[To do]:
Answer these from the passage below on the Church's mission:
1. What does the passage say the Church does not exist to do?
2. In the commission it quotes, in whose name are all nations to be baptized?
3. What does Paul say grace was given to him to preach among the Gentiles?

It is the duty of the Church to concentrate all her energies and resources to do the will of God. The Church does not exist to save herself, but to be the means in the hands of God to save others. The Church, whose contracted vision limits her energies within herself is endangering her very existence. Her commission is unalterable: "Go ye therefore and teach all nations, baptizing them in the name of the Father, and of the Son, and of the Holy Ghost; teaching them to observe all things whatsoever I have commanded you: and, lo, I am with you alway, even unto the end of the world." The Church's warrant has all the authority of a Divine decree. As Paul the Apostle records, that it is "according to the Divine purpose which He purposed in Christ Jesus our Lord." "To the intent that now unto principalities and powers in heavenly places might be known by the Church the manifold wisdom of God." Paul emphatically insists to this end was grace given unto him. "Unto me, who am less than the least of all saints, is this grace given that I should preach among the Gentiles the unsearchable riches of Christ; and to make all men see what is the fellowship of the mystery, which from the beginning of the world hath been hid in God, who created all things by Jesus Christ."

[Supplied material]:
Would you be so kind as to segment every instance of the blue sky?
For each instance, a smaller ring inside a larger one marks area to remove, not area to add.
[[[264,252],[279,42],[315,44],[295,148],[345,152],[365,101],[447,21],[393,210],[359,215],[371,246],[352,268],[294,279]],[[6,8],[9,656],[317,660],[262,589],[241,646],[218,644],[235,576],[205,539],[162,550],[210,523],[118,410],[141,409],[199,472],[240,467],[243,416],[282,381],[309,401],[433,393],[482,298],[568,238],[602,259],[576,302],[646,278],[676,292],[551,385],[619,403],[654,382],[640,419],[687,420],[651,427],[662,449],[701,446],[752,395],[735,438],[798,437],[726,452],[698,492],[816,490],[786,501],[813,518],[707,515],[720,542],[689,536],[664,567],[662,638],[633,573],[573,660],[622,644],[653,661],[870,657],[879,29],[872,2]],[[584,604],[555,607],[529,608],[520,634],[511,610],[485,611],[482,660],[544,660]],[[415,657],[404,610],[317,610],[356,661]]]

[Complete output]:
1. To save herself.
2. In the name of the Father, and of the Son, and of the Holy Ghost.
3. The unsearchable riches of Christ.